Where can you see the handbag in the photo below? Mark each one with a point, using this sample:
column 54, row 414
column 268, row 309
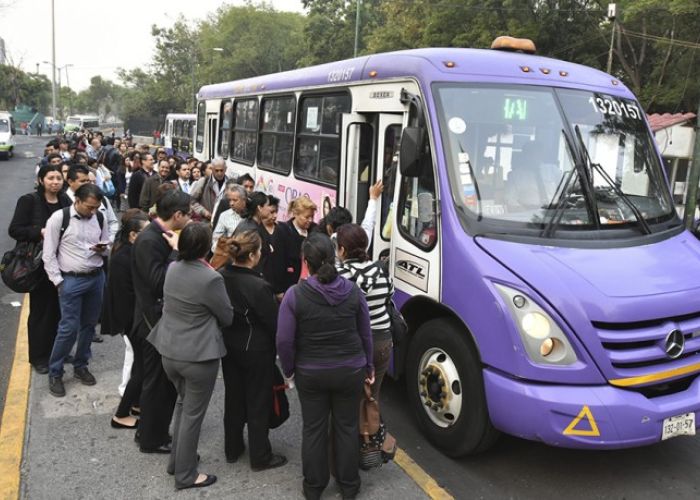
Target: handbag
column 280, row 403
column 22, row 268
column 371, row 431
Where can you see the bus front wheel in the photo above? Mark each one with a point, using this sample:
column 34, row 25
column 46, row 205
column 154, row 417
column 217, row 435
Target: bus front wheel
column 445, row 388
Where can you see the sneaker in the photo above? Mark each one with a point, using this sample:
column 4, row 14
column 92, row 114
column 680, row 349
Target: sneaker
column 275, row 461
column 41, row 368
column 84, row 375
column 56, row 386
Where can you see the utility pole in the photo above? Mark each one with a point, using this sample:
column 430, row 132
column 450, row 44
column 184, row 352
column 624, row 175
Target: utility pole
column 357, row 27
column 612, row 16
column 691, row 199
column 53, row 60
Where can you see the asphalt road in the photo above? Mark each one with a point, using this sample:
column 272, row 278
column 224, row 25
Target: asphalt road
column 18, row 179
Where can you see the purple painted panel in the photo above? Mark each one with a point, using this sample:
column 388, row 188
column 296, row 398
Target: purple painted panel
column 427, row 65
column 543, row 412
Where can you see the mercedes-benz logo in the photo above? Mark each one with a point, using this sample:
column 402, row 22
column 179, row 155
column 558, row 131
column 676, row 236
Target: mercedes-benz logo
column 675, row 343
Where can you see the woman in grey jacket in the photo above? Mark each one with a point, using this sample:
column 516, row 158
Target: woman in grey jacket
column 188, row 337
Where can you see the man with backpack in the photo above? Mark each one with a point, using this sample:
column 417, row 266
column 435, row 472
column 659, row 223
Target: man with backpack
column 75, row 241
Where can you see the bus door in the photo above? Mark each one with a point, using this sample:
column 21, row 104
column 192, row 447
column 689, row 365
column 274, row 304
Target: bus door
column 363, row 162
column 412, row 222
column 213, row 131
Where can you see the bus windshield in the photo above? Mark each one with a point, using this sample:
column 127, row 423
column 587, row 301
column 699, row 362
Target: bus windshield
column 541, row 158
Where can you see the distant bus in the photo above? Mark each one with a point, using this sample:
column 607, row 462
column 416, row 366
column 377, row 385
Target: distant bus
column 550, row 289
column 78, row 122
column 178, row 133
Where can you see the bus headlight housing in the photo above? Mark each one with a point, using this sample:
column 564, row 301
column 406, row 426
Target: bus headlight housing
column 545, row 343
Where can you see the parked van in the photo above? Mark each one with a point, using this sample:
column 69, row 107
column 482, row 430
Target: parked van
column 7, row 135
column 79, row 122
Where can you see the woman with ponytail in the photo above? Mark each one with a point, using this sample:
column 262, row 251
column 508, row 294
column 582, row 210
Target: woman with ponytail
column 250, row 345
column 118, row 315
column 324, row 343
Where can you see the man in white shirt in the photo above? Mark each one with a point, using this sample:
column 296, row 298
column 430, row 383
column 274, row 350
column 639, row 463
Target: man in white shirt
column 229, row 219
column 183, row 177
column 73, row 260
column 79, row 175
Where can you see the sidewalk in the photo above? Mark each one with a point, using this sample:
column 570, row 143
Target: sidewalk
column 72, row 452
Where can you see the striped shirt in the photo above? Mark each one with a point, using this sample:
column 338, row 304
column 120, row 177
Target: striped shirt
column 375, row 284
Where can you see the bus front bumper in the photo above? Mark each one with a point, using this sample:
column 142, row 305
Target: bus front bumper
column 592, row 417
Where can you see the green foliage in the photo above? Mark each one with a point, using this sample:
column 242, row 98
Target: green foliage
****************
**Objective**
Reproduce every entry above word for word, from the first line to the last, and leave the pictures out of your copy.

**Final result**
Where can you see the handbag in the photo below? Mark each one with a point, using this sample:
column 54, row 414
column 268, row 309
Target: handbag
column 280, row 403
column 22, row 268
column 371, row 431
Where can you see the bus front wheel in the photo above? Mark each one with a point, using this sample:
column 34, row 25
column 46, row 205
column 154, row 417
column 217, row 435
Target: bus front wheel
column 445, row 388
Where can you see the sneaker in the photo above? Mark each one with a point, using this sample:
column 4, row 14
column 92, row 114
column 680, row 349
Target: sneaker
column 275, row 461
column 41, row 368
column 84, row 375
column 56, row 386
Where can you see the utility pole in the photo above? Mark each one with a point, using this sample:
column 430, row 132
column 450, row 44
column 184, row 352
column 624, row 175
Target: utility pole
column 357, row 27
column 612, row 16
column 691, row 199
column 53, row 60
Where can you see the asphalt road in the photo above? Mark each one with a point, using this sample:
column 272, row 278
column 224, row 25
Target: asphalt road
column 18, row 179
Where can you see the purple painted panel in the photo above? Mark each one with a point, using this sample:
column 388, row 188
column 296, row 398
Target: purple painted panel
column 427, row 65
column 543, row 412
Where can you see the mercedes-benz logo in the photo above? Mark each one with a point, using this sample:
column 402, row 22
column 179, row 155
column 558, row 131
column 676, row 236
Target: mercedes-benz logo
column 675, row 343
Where can you see the woman in grey jacket in the photo above? Mark each one with a point, using this sample:
column 516, row 158
Target: woman in grey jacket
column 188, row 337
Where can you see the man with backpack in the photo above? Mark each one with a point, using this sample:
column 417, row 266
column 435, row 472
column 659, row 223
Target: man with backpack
column 75, row 241
Where can you see the bus door in the photo above? Mark each one with a point, using this sample:
column 21, row 104
column 192, row 447
column 689, row 365
column 274, row 304
Target: bus door
column 363, row 162
column 412, row 222
column 213, row 131
Where can you see the bus windshield in the photo above? Mark each one with a point, using this sample:
column 127, row 423
column 587, row 301
column 699, row 362
Target: bus windshield
column 541, row 158
Where can you see the distant bus in the photo above? Mark each one with a point, using this sample:
column 607, row 462
column 416, row 366
column 377, row 385
Target: distant bus
column 550, row 289
column 78, row 122
column 178, row 133
Where can you see the bus headlight housing in the photo above? Mark each one with a point, using this sample:
column 564, row 301
column 406, row 426
Target: bus headlight housing
column 545, row 343
Where can you see the parked van in the photo above? Mark each one with a point, using this sample:
column 69, row 107
column 482, row 430
Target: parked van
column 7, row 135
column 79, row 122
Where can you see the woman with ponytail in the photo above? Mark each one with a point, using this sample:
column 262, row 251
column 508, row 294
column 582, row 210
Target: woman with ponytail
column 250, row 345
column 118, row 315
column 324, row 343
Where can you see the man in white shirt in the photo above? Mark each one with a point, using this sample:
column 296, row 298
column 430, row 383
column 274, row 350
column 639, row 463
Target: man in white shirt
column 229, row 219
column 183, row 177
column 73, row 260
column 79, row 175
Where can you see the sidewalk in the photo above? Mark each one with a point, using this sample:
column 570, row 143
Target: sidewalk
column 72, row 452
Where can you see the striped shirt in the photo above? Mark each one with a point, using this sample:
column 338, row 304
column 120, row 177
Target: striped shirt
column 375, row 284
Where can you see the bus front bumper in the photo above? Mark each one with a point, using this sample:
column 142, row 305
Target: bus front bumper
column 592, row 417
Where can you see the green foliage in the photo above? Mark each one with a point, using this sample:
column 242, row 98
Target: green foliage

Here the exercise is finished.